Items

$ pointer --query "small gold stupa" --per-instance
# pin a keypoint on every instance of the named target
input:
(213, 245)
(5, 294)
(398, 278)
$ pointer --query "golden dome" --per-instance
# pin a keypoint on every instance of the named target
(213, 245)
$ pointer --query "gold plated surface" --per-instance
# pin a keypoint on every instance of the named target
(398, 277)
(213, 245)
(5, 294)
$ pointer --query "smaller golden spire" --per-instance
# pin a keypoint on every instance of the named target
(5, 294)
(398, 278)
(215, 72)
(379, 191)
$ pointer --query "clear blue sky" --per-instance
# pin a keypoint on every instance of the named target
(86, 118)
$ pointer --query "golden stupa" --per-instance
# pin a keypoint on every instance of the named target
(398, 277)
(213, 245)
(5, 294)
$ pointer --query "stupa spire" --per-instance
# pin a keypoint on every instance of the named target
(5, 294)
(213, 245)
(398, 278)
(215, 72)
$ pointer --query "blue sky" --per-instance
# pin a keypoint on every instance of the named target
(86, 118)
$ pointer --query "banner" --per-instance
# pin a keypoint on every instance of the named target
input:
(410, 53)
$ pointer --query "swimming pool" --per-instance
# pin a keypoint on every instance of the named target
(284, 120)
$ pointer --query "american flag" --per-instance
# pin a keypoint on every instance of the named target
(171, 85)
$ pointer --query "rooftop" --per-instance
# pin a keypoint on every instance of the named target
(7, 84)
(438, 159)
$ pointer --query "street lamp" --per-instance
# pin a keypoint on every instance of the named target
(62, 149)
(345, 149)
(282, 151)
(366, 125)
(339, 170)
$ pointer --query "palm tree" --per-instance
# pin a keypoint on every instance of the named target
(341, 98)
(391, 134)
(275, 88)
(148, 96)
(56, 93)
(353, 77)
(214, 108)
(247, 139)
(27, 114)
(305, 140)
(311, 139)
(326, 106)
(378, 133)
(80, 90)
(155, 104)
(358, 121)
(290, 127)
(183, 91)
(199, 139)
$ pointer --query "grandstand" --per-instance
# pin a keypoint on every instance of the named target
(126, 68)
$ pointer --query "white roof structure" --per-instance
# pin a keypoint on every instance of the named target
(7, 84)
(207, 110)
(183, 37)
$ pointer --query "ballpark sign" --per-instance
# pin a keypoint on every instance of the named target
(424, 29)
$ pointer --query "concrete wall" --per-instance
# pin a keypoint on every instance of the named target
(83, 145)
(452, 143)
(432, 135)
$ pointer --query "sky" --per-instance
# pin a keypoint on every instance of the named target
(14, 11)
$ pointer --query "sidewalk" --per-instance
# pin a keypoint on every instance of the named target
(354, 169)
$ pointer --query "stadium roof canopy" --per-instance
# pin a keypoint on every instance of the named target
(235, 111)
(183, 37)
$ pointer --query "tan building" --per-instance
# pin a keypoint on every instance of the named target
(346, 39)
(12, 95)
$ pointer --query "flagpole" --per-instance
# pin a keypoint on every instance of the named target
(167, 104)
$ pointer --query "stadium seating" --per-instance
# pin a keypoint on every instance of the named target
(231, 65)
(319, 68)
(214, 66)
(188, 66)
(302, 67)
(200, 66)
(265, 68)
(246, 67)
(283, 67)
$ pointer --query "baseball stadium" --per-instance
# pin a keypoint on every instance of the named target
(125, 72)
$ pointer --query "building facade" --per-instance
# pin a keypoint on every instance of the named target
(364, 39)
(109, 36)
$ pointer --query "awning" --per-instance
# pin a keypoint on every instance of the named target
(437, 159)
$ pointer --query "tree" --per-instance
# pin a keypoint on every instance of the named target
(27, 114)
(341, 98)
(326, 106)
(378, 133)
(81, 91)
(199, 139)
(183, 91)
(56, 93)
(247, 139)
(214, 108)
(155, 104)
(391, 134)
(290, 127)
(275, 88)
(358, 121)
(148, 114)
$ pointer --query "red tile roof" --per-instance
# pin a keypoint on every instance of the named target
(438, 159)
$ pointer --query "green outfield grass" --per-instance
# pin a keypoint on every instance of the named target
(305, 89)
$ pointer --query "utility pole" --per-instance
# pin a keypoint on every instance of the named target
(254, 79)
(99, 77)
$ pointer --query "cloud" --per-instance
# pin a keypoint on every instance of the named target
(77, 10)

Exercise
Quote the data in full, keeping each word unchanged.

Output
$ pointer --query "small gold stupa" --per-instance
# pin a keypoint on every instance of the named target
input:
(213, 245)
(5, 294)
(398, 278)
$ pointer --query "golden dome" --per-instance
# pin a keypoint on every instance of the named target
(213, 245)
$ pointer --query "gold plated surface" --per-instance
# pin a keypoint on every instance of the named target
(398, 277)
(213, 245)
(5, 294)
$ pointer --query "smaller golden spire" --per-instance
# pin a keypoint on every instance of the named target
(5, 294)
(398, 278)
(215, 72)
(379, 191)
$ pointer --query "clear blue sky" --per-instance
# pin a keypoint on every instance of the named target
(86, 118)
$ pointer --query "golden stupa" --per-instance
# pin a keypoint on every instance of the named target
(398, 277)
(213, 245)
(5, 294)
$ pointer --query "stupa spire" --per-instance
# pin a keypoint on every instance of the named target
(5, 294)
(213, 245)
(398, 278)
(215, 72)
$ pointer --query "blue sky" --per-instance
# pin a keypoint on every instance of the named target
(86, 118)
$ pointer --query "banner" --per-instance
# pin a keypoint on every instance of the named target
input:
(410, 53)
$ pointer --query "swimming pool" --per-instance
# pin a keypoint on every instance of the named target
(284, 120)
$ pointer --query "american flag" --per-instance
# pin a keypoint on every instance of the named target
(171, 85)
$ pointer --query "rooftop" --per-instance
# pin a keypoint on every instance of the named target
(7, 84)
(438, 159)
$ pointer --query "street lamp" --per-instance
# pin a keypoint on every instance of the named target
(62, 149)
(345, 149)
(282, 151)
(366, 125)
(339, 170)
$ pointer --query "palm tree" --per-instance
# pin a keypoint on every instance of the named target
(341, 98)
(391, 134)
(275, 88)
(148, 96)
(56, 93)
(353, 77)
(214, 108)
(247, 139)
(27, 114)
(305, 140)
(311, 139)
(326, 106)
(378, 133)
(80, 90)
(155, 104)
(358, 121)
(290, 127)
(183, 91)
(199, 139)
$ pointer --query "grandstand" --per-instance
# pin a keypoint on every instance of the named target
(126, 68)
$ pointer --query "white roof structure" --per-instance
# pin a keypoint on every instance of the named target
(7, 84)
(207, 110)
(183, 37)
$ pointer --query "ballpark sign" --per-instance
# pin a keypoint on every instance of the named target
(424, 29)
$ pointer --query "concrete wall" --per-instance
# pin a keypoint on every instance of the named target
(83, 145)
(452, 143)
(432, 135)
$ pointer --query "sky" --per-instance
# pin a keypoint on every instance of the named target
(14, 11)
$ pointer --query "sidewalk" --per-instance
# pin a keypoint on every instance of the named target
(354, 169)
$ pointer --query "stadium roof canopy" --per-instance
# pin a keypoint on every instance of the named target
(235, 111)
(183, 37)
$ pointer --query "tan building" --per-instance
# pin a keypoint on every instance of the named target
(346, 39)
(12, 95)
$ pointer --query "flagpole" --per-instance
# pin a keypoint on every instance of the named target
(167, 104)
$ pointer --query "stadium seating" --per-instance
# pin a keypoint on every instance of the named target
(231, 65)
(319, 68)
(214, 66)
(188, 66)
(302, 67)
(200, 66)
(265, 68)
(246, 67)
(283, 67)
$ pointer --query "baseball stadium" --per-instance
# pin a keypoint on every instance of the named target
(125, 72)
$ pointer --query "building facade" --per-instance
# pin a keypoint on every instance of the named target
(364, 39)
(109, 36)
$ pointer --query "awning" --per-instance
# pin a keypoint on every instance of the named target
(437, 159)
$ pointer --query "tree" --per-instance
# pin a keypoint on every instance of the named target
(27, 114)
(341, 98)
(326, 106)
(378, 133)
(81, 91)
(199, 139)
(183, 91)
(56, 93)
(247, 139)
(214, 108)
(155, 104)
(391, 134)
(290, 127)
(275, 88)
(358, 121)
(148, 114)
$ pointer --query "red tile roof" --per-instance
# pin a keypoint on every instance of the named target
(438, 159)
$ pointer --query "green outfield grass" --per-instance
# pin a keypoint on every instance of the named target
(305, 89)
$ pointer --query "utility pole" --per-instance
# pin a keypoint on every instance of the named target
(254, 79)
(99, 77)
$ pointer --query "cloud" --per-instance
# pin a keypoint on every instance of the named target
(77, 10)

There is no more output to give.